__Your task__.
Pick out and copy every line of the records below that contains the word "dark". Case counts.

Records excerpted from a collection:

____

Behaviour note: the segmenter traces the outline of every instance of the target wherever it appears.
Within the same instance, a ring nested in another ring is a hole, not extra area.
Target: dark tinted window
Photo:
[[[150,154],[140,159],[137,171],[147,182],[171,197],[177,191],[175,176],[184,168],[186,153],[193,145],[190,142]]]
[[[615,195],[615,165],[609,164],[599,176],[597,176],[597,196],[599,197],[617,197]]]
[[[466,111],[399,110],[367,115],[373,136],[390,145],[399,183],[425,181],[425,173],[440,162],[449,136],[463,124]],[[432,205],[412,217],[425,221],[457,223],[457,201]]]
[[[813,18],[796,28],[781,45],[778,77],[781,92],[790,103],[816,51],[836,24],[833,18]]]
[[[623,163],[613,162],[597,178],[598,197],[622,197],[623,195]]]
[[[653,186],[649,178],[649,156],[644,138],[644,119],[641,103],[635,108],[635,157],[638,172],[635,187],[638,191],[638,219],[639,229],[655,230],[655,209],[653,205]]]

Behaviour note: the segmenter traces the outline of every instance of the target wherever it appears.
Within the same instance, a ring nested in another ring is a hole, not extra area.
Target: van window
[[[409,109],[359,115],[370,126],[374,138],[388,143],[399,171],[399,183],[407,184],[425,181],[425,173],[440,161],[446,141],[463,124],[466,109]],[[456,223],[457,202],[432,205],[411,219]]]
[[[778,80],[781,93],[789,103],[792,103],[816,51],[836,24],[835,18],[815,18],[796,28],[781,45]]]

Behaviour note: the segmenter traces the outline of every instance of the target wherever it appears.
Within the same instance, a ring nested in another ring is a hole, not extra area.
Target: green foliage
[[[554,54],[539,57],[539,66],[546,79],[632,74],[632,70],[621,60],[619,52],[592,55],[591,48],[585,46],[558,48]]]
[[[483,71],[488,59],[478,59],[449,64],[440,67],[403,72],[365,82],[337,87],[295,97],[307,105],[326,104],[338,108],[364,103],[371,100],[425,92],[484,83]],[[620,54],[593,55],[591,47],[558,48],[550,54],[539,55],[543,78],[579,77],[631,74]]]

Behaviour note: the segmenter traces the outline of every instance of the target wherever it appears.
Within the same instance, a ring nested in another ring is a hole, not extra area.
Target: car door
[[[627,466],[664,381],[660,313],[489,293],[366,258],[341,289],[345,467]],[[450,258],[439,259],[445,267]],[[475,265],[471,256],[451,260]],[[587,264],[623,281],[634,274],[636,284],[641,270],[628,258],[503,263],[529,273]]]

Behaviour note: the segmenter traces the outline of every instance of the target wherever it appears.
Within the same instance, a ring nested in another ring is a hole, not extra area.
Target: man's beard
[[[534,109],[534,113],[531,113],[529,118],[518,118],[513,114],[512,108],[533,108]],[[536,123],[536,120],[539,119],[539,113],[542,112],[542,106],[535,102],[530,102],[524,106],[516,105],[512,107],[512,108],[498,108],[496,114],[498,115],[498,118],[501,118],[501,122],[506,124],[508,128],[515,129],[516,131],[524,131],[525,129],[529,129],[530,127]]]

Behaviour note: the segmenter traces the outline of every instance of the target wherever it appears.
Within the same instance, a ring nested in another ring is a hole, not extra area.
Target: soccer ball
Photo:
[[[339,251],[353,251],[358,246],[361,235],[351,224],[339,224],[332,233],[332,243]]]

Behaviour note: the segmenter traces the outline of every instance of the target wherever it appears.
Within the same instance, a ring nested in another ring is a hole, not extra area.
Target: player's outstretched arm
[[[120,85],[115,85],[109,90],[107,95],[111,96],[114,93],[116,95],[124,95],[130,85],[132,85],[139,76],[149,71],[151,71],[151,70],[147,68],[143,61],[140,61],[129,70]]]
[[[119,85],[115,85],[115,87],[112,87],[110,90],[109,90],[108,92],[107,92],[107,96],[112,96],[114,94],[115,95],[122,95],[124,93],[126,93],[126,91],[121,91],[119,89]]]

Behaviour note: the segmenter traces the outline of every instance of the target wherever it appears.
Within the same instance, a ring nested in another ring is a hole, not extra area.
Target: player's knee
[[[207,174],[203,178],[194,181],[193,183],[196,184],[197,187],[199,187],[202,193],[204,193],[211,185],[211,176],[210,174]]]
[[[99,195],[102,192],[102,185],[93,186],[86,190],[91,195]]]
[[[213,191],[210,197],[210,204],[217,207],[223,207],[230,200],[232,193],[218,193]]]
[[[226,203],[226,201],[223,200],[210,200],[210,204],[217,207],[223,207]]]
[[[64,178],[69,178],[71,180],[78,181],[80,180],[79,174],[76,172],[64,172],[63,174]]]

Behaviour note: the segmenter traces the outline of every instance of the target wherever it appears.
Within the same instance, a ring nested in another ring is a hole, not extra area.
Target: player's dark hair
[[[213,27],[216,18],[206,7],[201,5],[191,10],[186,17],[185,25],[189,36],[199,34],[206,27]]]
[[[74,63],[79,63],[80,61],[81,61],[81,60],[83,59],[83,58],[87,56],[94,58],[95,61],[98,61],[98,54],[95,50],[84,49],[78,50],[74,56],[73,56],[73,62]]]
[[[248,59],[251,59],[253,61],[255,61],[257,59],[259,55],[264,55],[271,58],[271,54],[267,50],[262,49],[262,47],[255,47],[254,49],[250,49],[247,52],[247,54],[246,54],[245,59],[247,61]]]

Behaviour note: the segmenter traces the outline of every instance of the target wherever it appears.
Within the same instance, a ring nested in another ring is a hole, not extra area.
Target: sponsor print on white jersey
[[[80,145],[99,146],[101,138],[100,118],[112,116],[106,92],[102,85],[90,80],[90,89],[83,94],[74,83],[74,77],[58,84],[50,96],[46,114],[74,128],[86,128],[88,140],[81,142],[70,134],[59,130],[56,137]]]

____

__Solution for this problem__.
Target: dark tinted window
Target: player's dark hair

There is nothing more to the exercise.